(Stored entries)
— start —

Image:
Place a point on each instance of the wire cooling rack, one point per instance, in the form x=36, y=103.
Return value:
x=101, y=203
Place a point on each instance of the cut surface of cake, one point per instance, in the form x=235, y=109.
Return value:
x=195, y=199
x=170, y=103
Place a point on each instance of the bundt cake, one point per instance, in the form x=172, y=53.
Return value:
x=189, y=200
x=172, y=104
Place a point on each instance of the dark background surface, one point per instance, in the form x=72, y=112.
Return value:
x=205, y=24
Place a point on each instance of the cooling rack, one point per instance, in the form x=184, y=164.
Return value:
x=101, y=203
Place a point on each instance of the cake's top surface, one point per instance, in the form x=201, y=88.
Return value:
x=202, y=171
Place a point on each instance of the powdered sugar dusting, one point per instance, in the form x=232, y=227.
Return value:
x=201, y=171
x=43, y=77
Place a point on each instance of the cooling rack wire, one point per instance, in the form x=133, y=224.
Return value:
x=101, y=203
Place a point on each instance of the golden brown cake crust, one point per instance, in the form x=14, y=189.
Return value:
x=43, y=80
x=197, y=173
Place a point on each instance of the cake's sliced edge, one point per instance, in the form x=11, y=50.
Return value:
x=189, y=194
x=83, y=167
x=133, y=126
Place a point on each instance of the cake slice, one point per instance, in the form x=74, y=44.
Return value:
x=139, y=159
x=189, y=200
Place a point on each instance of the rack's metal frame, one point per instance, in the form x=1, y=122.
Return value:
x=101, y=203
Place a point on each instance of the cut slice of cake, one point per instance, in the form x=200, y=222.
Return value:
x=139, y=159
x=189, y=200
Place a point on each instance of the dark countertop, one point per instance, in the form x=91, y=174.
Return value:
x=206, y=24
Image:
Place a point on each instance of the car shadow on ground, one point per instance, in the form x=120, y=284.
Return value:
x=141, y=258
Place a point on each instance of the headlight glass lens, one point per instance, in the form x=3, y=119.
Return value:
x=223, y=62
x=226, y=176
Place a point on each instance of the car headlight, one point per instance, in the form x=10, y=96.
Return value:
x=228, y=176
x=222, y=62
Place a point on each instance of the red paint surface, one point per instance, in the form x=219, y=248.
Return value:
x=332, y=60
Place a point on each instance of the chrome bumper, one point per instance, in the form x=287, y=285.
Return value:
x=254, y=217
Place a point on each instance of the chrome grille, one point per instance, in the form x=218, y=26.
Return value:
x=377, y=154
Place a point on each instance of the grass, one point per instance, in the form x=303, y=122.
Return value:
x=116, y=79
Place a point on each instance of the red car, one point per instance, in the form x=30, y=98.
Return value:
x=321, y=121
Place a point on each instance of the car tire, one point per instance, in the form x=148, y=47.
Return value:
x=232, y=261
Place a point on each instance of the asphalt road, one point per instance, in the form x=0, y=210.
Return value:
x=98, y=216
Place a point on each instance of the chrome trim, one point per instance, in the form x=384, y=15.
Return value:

— end —

INSTRUCTIONS TO FOLLOW »
Arrange every line of the items above as a numbered list, skipping any blank lines.

TASK SOLUTION »
1. Image:
2. Place a point on each instance of the wire cooling rack, one point per instance, in the form x=36, y=103.
3. Return value:
4. x=101, y=203
5. Place a point on each instance of the cut surface of cake, one point per instance, in the form x=235, y=109.
6. Return value:
7. x=195, y=199
8. x=170, y=103
9. Place a point on each instance of the bundt cake, one point per instance, in the form x=172, y=53.
10. Return value:
11. x=189, y=200
12. x=172, y=104
13. Place a point on each instance of the dark background surface, one point per instance, in the form x=72, y=112.
14. Return value:
15. x=205, y=24
16. Place a point on each instance of the cooling rack, one point per instance, in the form x=184, y=164.
17. Return value:
18. x=101, y=203
19. Place a point on each instance of the cake's top surface, one point per instance, in the form x=201, y=88.
20. Return value:
21. x=202, y=171
22. Place a point on each instance of the powdered sugar dusting, one point per instance, in the form x=232, y=227.
23. Return value:
24. x=201, y=171
25. x=43, y=77
26. Place a point on each instance of the cooling rack wire, one point per instance, in the form x=133, y=224.
27. Return value:
28. x=101, y=203
29. Place a point on each instance of the golden brown cake crust, one point per instance, in the form x=14, y=189.
30. Return value:
31. x=43, y=80
32. x=197, y=173
33. Place a point on each instance of the cake's sliced edge, one point per instance, in the form x=11, y=50.
34. Return value:
35. x=189, y=194
36. x=83, y=167
37. x=133, y=126
38. Place a point on each instance of the cake slice, one point per instance, in the form x=74, y=44.
39. Return value:
40. x=139, y=159
41. x=189, y=200
42. Place a point on each instance of the rack's metal frame, one point per instance, in the form x=1, y=122.
43. Return value:
44. x=101, y=203
45. Place a point on each instance of the cut slice of cake, one point per instance, in the form x=200, y=222.
46. Return value:
47. x=139, y=159
48. x=189, y=200
49. Place a point on each instance of the dark countertop, one point per instance, in the form x=91, y=174.
50. Return value:
51. x=206, y=24
52. Image:
53. Place a point on each instance of the car shadow on ground, one point per instance, in the form x=120, y=284.
54. Return value:
55. x=141, y=258
56. Place a point on each instance of the headlight glass lens, one point per instance, in the form x=3, y=119.
57. Return value:
58. x=223, y=62
59. x=226, y=176
60. Place a point on each instance of the car headlight, one point per instance, in the form x=10, y=96.
61. Return value:
62. x=228, y=176
63. x=222, y=62
64. Place a point on each instance of the red paint surface, one point per instance, in the form x=219, y=248.
65. Return value:
66. x=332, y=60
67. Place a point on each instance of the chrome bumper, one point per instance, in the form x=287, y=285.
68. Return value:
69. x=254, y=217
70. Place a point on each instance of the chrome grille, one point per instance, in the form x=218, y=26.
71. Return value:
72. x=377, y=154
73. Place a point on each instance of the grass, one point per instance, in the form x=303, y=122.
74. Return value:
75. x=116, y=79
76. Place a point on each instance of the red car, one point per instance, in the form x=30, y=98.
77. Return value:
78. x=321, y=121
79. Place a point on each instance of the car tire, one point per instance, in the form x=148, y=47.
80. Return value:
81. x=232, y=261
82. Place a point on each instance of the asphalt road, one point per instance, in the form x=0, y=210.
83. Return value:
84. x=98, y=216
85. Place a point on each instance of the chrome trim, one point per instance, in the form x=384, y=15.
86. Return value:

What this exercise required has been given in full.